§ Выбранный отрывок
Забегая вперед, скажу, что и сейчас эти две концепции исповедуются последователями двух выдающихся путешественников и ученых прошлого века и число этих последователей «разного знака» возросло до нескольких десятков. Среди них есть геологи, географы, ботаники, зоологи, археологи. И обе концепции пока существуют, как говорится, на равных. Стоит ученому, считающему Памиром только нагорную часть страны, опубликовать материал в пользу своей (а по существу — Д. Л. Иванова) концепции, как сторонники широкого понимания Памира (последователи взглядов II. А. Северцова) тут же публикуют свою работу и доказывают, что материал, опубликованный «противником», истолкован им неверно. Тотчас же следует ответный «удар» с нагорного Памира… и так далее.


Первые впечатления

По это все было потом. А пока я читал толстые книги и тощие статейки, просматривал карты, и никакой своей точки зрения по этому вопросу у меня тогда быть не могло. Сначала надо было поехать на Памир самому и поработать там.

И я поехал. Это было осенью 1952 года. Поездка ничем особенным не отразилась в научной литературе. Мировая наука даже не шелохнулась от того, что я проделал несколько тысяч километров в автомашине из Душанбе в Ленинабад, оттуда в Фергану, в Ош, а из Оша на юг, через Алайскую долину, Восточный, нагорный Памир, с которого спустился в узкие, глубокие теплые долины Западного Памира, или Бадахшана, как его называл мой друг и коллега Кирилл Владимирович Станюкович. Я только глядел во все глаза на тусклую зелень цвета хаки в Алайской долине, на снежные гребни Заалайского хребта, на пастельные тона Восточно-Памирского нагорья, на широченные его долины, почти голые, покрытые щебнем, галькой да редкими кустиками терескена, на ленточки лесов, вытянутые по дну узких ущелий Западного Памира, на каменистые крутые склоны гор, на синее-синее небо без единого облачка… Смотрел и… ничего не понимал. То есть понимал, но мало. Поездка — это еще не работа: она дает впечатление, но не материал для научных заключений. Впечатление же сложилось такое, что Д. Л. Иванов и К. В. Станюкович, пожалуй, правы. Очень уж резким был переход от нагорья к долинам, лежащим западнее. Только что ехали по широкой, холодной, щебнистой долине на высоте более 4000 метров и миновали перевал Кой-Тезек, как тут же машина «засерпантинила» резко вниз, и через час мы уже тряслись по дну узкого ущелья, уклоняясь от ивовых ветвей, грозивших выхлестать глаза тем, кто сидел в кузове грузовика. На нагорье вокруг была высокогорная пустыня, а тут — леса в поймах! Такой контраст не может остаться незамеченным. «Только слепой не увидит, что все разное», — сказал Кирилл Владимирович. И я порадовался, что я не слепой, поскольку разницу увидел. Увидел дальше и поля, которых не было на нагорье, и сады на конусах выноса. За пять часов автомобильной езды мы спустились от холодного нагорья в теплые узкие долины Западного Памира, с 4000 до 2000 метров абсолютной высоты. Контрасты били в глаза, напрашивались на обобщения, назойливо кричали о себе: там, на нагорье, долины широкие и плоские, а тут узкие, углубленные; там дно долин серое, здесь — зеленое; там пастбища, здесь — пашни; там киргизы, здесь — таджики…

С этим впечатлением, я и улетел самолетом из Хорога в Душанбе, навсегда заболев Памиром.

§ Письменное задание 1
Перепишите из отрывка о Памире фрагмент от слов «Забегая вперед, скажу, что» до слов «и так далее.» включительно.
§ Письменное задание 2
Ответьте по отрывку о Памире на вопросы:
(а) До какого числа возросло количество последователей двух концепций?
(б) Какой перевал миновали перед резким спуском в узкое ущелье?
(в) Из какого города рассказчик улетел самолетом в Душанбе?

§ Исходные данные

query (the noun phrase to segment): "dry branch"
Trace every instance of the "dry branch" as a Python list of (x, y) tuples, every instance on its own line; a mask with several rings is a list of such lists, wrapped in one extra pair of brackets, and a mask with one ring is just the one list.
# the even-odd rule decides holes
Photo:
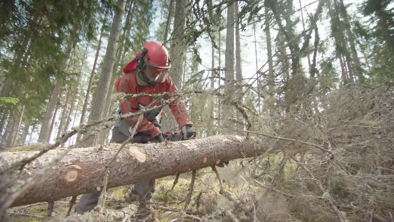
[[(264, 148), (255, 143), (235, 135), (219, 135), (176, 142), (128, 144), (108, 168), (107, 188), (188, 172), (234, 159), (258, 156), (264, 152)], [(102, 186), (106, 166), (120, 146), (110, 143), (101, 149), (72, 150), (52, 167), (42, 182), (32, 186), (15, 199), (12, 206), (55, 201), (96, 190)], [(15, 170), (13, 173), (0, 175), (0, 187), (10, 184), (10, 180), (28, 181), (64, 151), (63, 149), (50, 151), (26, 165), (21, 171)], [(0, 153), (0, 168), (15, 164), (37, 152)], [(43, 188), (45, 192), (43, 192)]]

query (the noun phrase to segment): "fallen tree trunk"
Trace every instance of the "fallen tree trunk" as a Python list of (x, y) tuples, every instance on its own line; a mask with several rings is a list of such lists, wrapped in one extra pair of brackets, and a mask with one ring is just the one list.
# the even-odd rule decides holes
[[(234, 159), (258, 156), (264, 152), (265, 147), (240, 137), (227, 135), (180, 142), (128, 144), (109, 166), (107, 188), (132, 184)], [(103, 186), (106, 167), (120, 146), (120, 144), (110, 143), (98, 147), (72, 149), (52, 167), (41, 182), (27, 189), (12, 206), (55, 201), (100, 190)], [(0, 175), (0, 187), (4, 189), (7, 180), (4, 179), (10, 177), (25, 182), (29, 181), (29, 178), (64, 150), (58, 149), (50, 151), (27, 164), (20, 171), (15, 171), (12, 175)], [(35, 152), (0, 153), (0, 169), (32, 156)]]

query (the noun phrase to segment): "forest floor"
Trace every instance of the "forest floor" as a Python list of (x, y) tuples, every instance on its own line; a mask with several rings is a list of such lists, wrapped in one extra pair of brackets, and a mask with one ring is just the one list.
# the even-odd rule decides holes
[[(242, 177), (234, 177), (232, 173), (233, 167), (230, 164), (224, 168), (217, 167), (218, 171), (226, 190), (230, 193), (240, 195), (246, 193), (249, 190), (251, 186), (243, 181)], [(189, 190), (191, 172), (183, 173), (180, 175), (178, 182), (171, 190), (175, 176), (171, 176), (158, 179), (156, 191), (152, 198), (154, 202), (152, 212), (155, 217), (159, 218), (161, 222), (167, 222), (174, 221), (179, 215), (179, 212), (174, 212), (163, 209), (165, 208), (176, 208), (180, 209), (184, 207), (184, 200)], [(243, 182), (241, 181), (243, 181)], [(219, 194), (220, 186), (218, 185), (215, 174), (210, 168), (198, 171), (193, 189), (193, 192), (190, 203), (187, 210), (203, 212), (204, 214), (212, 213), (215, 208), (215, 206), (228, 205), (231, 207), (232, 203), (229, 201), (223, 198)], [(245, 189), (246, 185), (247, 188)], [(109, 189), (106, 194), (106, 207), (108, 209), (119, 209), (128, 204), (125, 201), (131, 186), (123, 186)], [(263, 192), (261, 188), (252, 187), (255, 192)], [(80, 198), (78, 196), (77, 202)], [(64, 198), (55, 202), (52, 217), (53, 221), (64, 218), (67, 214), (70, 206), (69, 201), (71, 197)], [(217, 201), (217, 202), (216, 202)], [(213, 202), (215, 202), (214, 203)], [(46, 218), (47, 203), (39, 203), (30, 205), (16, 207), (8, 209), (8, 214), (6, 221), (19, 222), (26, 221), (35, 222), (50, 221)], [(74, 205), (70, 215), (74, 213)], [(186, 215), (184, 221), (199, 221), (201, 215)], [(135, 219), (134, 221), (138, 221)]]

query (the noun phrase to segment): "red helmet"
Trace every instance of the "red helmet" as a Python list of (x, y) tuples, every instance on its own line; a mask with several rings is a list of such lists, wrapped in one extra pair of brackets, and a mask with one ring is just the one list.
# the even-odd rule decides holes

§ Ответ 1
Забегая вперед, скажу, что и сейчас эти две концепции исповедуются последователями двух выдающихся путешественников и ученых прошлого века и число этих последователей «разного знака» возросло до нескольких десятков. Среди них есть геологи, географы, ботаники, зоологи, археологи. И обе концепции пока существуют, как говорится, на равных. Стоит ученому, считающему Памиром только нагорную часть страны, опубликовать материал в пользу своей (а по существу — Д. Л. Иванова) концепции, как сторонники широкого понимания Памира (последователи взглядов II. А. Северцова) тут же публикуют свою работу и доказывают, что материал, опубликованный «противником», истолкован им неверно. Тотчас же следует ответный «удар» с нагорного Памира… и так далее.

§ Ответ 2
(а) До нескольких десятков.
(б) Перевал Кой-Тезек.
(в) Из Хорога.